Te lezen tekst
++++++++

Keerdenaren (2)
‘Dingen die er niet meer zijn, bewaar ik op doek’
Vader Ben en zoon Ton Lourens, kunstschilders
door drs. Harry H.M. Beckers
Op onze tentoonstelling eind november in ’t Keerhoes zijn schilderijen te zien van een groot aantal schilders, zowel hobbyschilders als professionals. Dat brengt met zich mee dat er een grote diversiteit is aan gebruikte technieken en gekozen onderwerpen. Maar één ding hebben alle werkstukken gemeen: ze hebben betrekking op Keer, Honthem of ’t Rooth. Onder de te exposeren werken nemen die van vader Ben en zoon Ton Lourens een belangrijke plaats in. Dat is niet zo verwonderlijk omdat zij van het schilderen hun beroep gemaakt hadden. Bovendien kenden zij de schilderachtige plekjes in ons dorp omdat zij er vanaf 1958 gewoond en gewerkt hebben. Deze tentoonstelling is een prima aanleiding om aan beiden een artikel te wijden. In het bijzonder zal stil worden gestaan bij Ton; van hem hangt een drietal schilderijen in evenzovele musea in Nederland.
B.A. (Ben) Lourens
Ben is geboren op 4 maart 1910 te Rotterdam en overleden op 5 maart 1987, één dag na zijn 77e verjaardag. Hij huwde met Lien Wiegman en het paar had één zoon: Ton. Ben was autodidact: een specifieke schildersopleiding heeft hij niet gevolgd. In tegenstelling tot zoon Ton, de fijnschilder, gebruikte hij voor zijn schilderijen het paletmes. Met een dergelijk mes kan de schilder de verf mengen en aanbrengen op het doek. Hierdoor kan de verf in dikke lagen worden aangebracht en in verschillende vormen. Dit alles bevordert het expressieve karakter (expressionisme) van het schilderij.

++++++++

Aangeleverde records
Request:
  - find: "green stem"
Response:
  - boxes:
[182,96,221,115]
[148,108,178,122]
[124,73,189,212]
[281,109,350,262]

++++++++

Doel opdracht
Vervolg het artikel over de kunstschilders Ben en Ton Lourens na de laatste zin die er staat.

Het resultaat
Bij het expressionisme voert vooral de gevoelswaarde van de schilder de boventoon.
Oorspronkelijk was Ben als huisschilder werkzaam, later dreef hij een verfwinkel in ’s-Gravenhage. Een deel van zijn klanten bezocht hij met de trein; over een auto beschikte hij destijds niet. Vele leden van zijn familie voeren als binnenschipper: hieruit is wellicht de passie van zijn zoon Ton voor water en schepen te verklaren. Ben was licht gehandicapt: hij beschikte over weinig longcapaciteit en vanwege een licht vergroeide rug liep hij enigszins gebogen. Als gevolg van zijn ziekten stond hij niet altijd vrolijk en opgewekt in het leven vooral niet na het plotseling wegvallen van zijn echtgenote Lien.
De Väörsjtraot (Kerkstraat). De aw Lìn (oude linde), de pöt (waterput) en op de voorgrond de kojl (waterpoel).
Echtgenote Lien Wiegman, geboren in 1915 en overleden in 1974, stamde uit een echte kunstschilders familie. Haar vader, Gerard Wiegman, wonend en voornamelijk werkend in Rotterdam, had in Nederland naam gemaakt als tekenaar en schilder van haven- en riviergezichten met schepen. Ook haar enige artistieke broer Theo had als schilder van abstracte werken een zekere faam opgebouwd.Lien vormde als echtgenote en moeder de spil in het gezin Lourens. Zij was het ook die na hun vestiging in ons dorp, contact zocht en vond met dorpsgenoten: een hartelijke, spontane vrouw. Dat zij ook weleens ‘naar buiten’ wilde was niet zo verwonderlijk. Zo nu en dan verzuchtte zij: “Die mannen kunnen niets anders dan schilderen”.Eind 1974 werd er bij haar een ernstige ziekte (kanker) geconstateerd. Behandeling gevolgd door opname in het ziekenhuis mocht niet meer baten: korte tijd daarna (7 december 1974) overleed zij op 59-jarige leeftijd. Bij haar overlijden woonde de familie op het adres Limburgerstraat 53; zij waren toentertijd mijn overburen.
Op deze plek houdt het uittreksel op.